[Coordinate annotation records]
○ ○ ○ ○
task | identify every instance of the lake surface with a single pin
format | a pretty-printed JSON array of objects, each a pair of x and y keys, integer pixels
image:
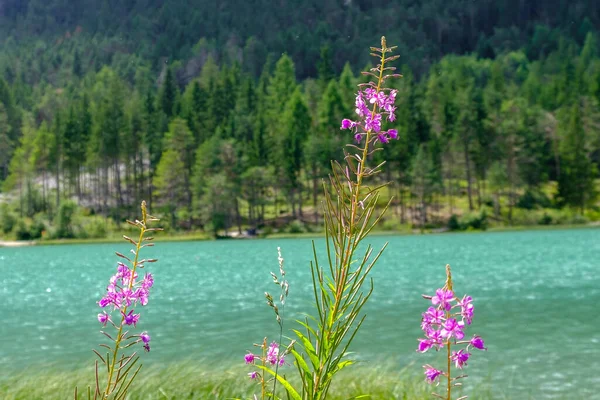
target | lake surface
[{"x": 536, "y": 297}]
○ ○ ○ ○
WORK REQUIRED:
Write out every line of the records above without any changes, but leave out the pictures.

WORKED SOLUTION:
task | identify every instance of the lake surface with a single pin
format | a pretty-printed JSON array of objects, each a pair of x and y keys, integer pixels
image:
target | lake surface
[{"x": 536, "y": 297}]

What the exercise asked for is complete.